>> start Selected text
The dedicated approach and mainstreaming

There is an ongoing debate between two different ways of anchoring: a dedicated approach and mainstreaming (Rovers, Bosch and Albers, 2014; Uitenbroek et al., 2013; Uitenbroek et al., 2014). In a dedicated approach, climate adaptation is seen as a new and separate policy domain (Uitenbroek et al., 2014). The main objective of such a domain is to address the effects of climate change with the ultimate goal to become climate proof, while having own

resources, objectives and responsibilities. This creates a strong awareness and feeling of urgency. (Rovers et al., 2014). Mainstreaming is the opposite of a dedicated approach. This approach integrates adaptation within different sectors of an organisation (Uitenbroek et al., 2013). This is similar to what Candel and Biesbroek (2016) describe as policy integration. Mainstreaming could increase the effectiveness and efficiency of policy-making. The focus is more on the long-term and it could result in a structural change of an organisation. However, it could also be possible that adaptation and the other domains cannot be linked. In that case, the mainstreaming approach will fail (Rovers et al., 2014).

Empirical studies have shown that it would be better not to focus on adaptation only, but to invest in more comprehensive solutions (Uitenbroek et al., 2013). The focus should thus be on mainstreaming over a dedicated approach. Rovers et al. (2014) are less repulsive towards a dedicated approach and suggest a combination of the two approaches in which a dedicated approach is used to achieve mainstreaming.
>> end Selected text
> Request 1:
Copy the rows from the line with "point_to MUST return one point per instance of the bird's neck" through the end of the rows, keeping every line unchanged.
>> start Dataset entries
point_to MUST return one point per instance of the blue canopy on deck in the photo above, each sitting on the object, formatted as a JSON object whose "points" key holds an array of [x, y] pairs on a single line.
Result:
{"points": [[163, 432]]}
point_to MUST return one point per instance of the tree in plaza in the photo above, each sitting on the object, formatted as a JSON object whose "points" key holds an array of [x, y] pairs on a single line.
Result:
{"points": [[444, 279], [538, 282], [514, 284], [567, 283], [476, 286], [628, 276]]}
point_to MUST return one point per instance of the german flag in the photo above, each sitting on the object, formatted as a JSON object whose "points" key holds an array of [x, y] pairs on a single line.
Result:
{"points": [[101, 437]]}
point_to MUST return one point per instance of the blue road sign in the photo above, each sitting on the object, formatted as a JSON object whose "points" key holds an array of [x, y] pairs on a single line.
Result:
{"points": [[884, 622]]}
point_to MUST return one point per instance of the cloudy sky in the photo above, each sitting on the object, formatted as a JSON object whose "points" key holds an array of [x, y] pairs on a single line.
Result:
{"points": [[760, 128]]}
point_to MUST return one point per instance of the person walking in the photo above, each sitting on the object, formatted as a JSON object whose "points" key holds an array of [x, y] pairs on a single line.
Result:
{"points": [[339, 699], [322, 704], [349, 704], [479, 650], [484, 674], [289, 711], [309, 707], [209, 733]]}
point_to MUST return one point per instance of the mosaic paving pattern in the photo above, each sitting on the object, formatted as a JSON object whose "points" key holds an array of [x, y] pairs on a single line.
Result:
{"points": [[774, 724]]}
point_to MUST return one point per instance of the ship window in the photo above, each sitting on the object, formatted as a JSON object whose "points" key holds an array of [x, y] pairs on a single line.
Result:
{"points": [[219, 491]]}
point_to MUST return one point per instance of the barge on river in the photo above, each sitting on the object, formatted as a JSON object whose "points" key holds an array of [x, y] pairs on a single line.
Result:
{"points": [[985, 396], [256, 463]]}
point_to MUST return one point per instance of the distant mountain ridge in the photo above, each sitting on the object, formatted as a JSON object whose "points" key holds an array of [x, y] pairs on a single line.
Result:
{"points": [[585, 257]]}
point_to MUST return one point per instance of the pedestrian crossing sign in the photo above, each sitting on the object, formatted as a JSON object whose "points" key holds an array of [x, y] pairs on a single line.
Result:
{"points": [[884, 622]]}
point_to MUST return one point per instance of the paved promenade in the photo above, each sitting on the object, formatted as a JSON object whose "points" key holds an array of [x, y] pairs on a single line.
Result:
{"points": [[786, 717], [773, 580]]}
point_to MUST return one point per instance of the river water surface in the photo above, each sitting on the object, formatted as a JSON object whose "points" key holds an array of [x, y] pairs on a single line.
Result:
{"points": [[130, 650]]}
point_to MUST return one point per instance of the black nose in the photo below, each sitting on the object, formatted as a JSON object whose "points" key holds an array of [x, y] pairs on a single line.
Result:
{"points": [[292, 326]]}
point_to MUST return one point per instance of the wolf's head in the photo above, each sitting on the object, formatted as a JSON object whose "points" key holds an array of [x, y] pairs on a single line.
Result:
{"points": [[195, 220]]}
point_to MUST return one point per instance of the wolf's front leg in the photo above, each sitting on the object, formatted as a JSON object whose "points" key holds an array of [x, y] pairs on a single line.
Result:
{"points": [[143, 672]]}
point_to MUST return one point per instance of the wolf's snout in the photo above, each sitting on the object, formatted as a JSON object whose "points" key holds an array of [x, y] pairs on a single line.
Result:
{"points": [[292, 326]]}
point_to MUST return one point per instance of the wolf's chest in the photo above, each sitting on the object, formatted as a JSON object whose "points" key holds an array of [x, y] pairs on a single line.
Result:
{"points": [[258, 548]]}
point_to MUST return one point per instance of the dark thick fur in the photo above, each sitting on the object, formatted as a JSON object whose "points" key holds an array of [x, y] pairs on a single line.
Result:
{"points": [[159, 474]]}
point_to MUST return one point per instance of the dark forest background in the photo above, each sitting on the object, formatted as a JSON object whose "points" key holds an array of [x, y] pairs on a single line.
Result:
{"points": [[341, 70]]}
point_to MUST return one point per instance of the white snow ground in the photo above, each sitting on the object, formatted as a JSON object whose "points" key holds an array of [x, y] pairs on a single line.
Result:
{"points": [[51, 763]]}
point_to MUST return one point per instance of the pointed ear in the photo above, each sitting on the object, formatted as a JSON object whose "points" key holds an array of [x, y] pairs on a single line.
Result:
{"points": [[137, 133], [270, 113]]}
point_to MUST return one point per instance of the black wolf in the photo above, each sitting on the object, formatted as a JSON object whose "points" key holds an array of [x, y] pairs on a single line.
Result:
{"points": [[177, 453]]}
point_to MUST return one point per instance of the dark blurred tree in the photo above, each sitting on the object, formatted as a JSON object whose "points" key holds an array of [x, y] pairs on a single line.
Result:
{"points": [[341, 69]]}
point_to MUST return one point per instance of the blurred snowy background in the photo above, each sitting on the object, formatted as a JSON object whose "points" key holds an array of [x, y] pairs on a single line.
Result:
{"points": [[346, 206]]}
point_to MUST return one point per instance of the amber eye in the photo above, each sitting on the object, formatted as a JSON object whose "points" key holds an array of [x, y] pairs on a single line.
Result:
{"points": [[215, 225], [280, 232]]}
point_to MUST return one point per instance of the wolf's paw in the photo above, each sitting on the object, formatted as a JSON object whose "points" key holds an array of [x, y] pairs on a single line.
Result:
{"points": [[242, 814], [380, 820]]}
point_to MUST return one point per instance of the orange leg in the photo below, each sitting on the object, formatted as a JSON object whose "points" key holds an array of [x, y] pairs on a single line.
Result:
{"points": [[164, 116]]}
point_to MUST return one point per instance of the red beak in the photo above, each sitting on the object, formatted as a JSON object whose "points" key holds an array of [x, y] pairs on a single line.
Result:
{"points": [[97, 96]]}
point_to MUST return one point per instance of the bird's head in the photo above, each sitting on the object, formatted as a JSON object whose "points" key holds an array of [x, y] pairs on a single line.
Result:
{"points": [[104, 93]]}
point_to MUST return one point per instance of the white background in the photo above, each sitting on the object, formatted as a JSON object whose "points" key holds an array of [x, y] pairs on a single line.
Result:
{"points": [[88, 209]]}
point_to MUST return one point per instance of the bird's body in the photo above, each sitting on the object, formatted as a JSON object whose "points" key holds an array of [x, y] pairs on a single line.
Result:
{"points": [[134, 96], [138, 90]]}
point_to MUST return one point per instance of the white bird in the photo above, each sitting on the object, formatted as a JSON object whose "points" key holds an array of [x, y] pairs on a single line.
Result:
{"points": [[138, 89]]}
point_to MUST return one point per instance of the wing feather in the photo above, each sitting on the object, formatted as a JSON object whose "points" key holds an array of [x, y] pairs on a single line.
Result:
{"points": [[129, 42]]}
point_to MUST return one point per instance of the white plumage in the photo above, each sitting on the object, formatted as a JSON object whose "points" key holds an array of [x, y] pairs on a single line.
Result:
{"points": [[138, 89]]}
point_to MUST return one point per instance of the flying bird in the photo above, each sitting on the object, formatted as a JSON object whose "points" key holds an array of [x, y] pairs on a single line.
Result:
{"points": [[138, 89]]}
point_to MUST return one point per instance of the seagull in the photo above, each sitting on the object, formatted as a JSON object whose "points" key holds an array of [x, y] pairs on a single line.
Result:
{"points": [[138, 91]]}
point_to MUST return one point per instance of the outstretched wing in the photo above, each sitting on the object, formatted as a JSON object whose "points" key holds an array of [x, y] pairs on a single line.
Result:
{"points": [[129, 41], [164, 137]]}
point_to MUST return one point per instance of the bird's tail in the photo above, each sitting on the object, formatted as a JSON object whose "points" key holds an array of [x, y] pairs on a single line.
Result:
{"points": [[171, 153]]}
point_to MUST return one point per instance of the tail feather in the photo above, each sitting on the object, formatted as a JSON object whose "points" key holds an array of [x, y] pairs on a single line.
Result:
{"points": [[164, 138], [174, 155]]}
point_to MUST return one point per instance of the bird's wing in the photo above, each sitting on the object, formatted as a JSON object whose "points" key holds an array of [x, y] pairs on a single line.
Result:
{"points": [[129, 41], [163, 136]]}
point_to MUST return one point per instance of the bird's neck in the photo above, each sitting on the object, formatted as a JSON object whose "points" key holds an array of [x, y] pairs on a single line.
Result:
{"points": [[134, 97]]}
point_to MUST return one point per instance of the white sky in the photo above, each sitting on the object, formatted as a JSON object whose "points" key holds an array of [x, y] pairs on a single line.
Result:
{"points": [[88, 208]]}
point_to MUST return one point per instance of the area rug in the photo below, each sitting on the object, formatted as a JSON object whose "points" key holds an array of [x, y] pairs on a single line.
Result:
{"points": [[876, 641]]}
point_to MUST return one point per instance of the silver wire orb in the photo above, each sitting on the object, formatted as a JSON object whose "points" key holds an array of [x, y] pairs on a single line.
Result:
>> end Dataset entries
> Request 2:
In the climate adaptation text, write out the part from "Empirical studies have" to "to achieve mainstreaming.", putting "integrated" in place of "comprehensive".

> Complete output 1:
point_to MUST return one point per instance of the bird's neck in the photo above, each sitting on the object, formatted as a JSON object whose "points" key holds an array of [x, y] pairs on a single line.
Result:
{"points": [[134, 97]]}
point_to MUST return one point per instance of the white sky in the photo above, each sitting on the object, formatted as a JSON object whose "points" key holds an array of [x, y] pairs on a single line.
Result:
{"points": [[88, 208]]}
point_to MUST return one point per instance of the area rug in the photo below, each sitting on the object, formatted as a JSON object whose "points" key holds an array of [x, y] pairs on a single line.
Result:
{"points": [[876, 641]]}
point_to MUST return one point per instance of the silver wire orb in the photo above, each sitting on the object, formatted as a JSON object whose "points" key holds an array of [x, y] pairs on a single line.
Result:

> Complete output 2:
Empirical studies have shown that it would be better not to focus on adaptation only, but to invest in more integrated solutions (Uitenbroek et al., 2013). The focus should thus be on mainstreaming over a dedicated approach. Rovers et al. (2014) are less repulsive towards a dedicated approach and suggest a combination of the two approaches in which a dedicated approach is used to achieve mainstreaming.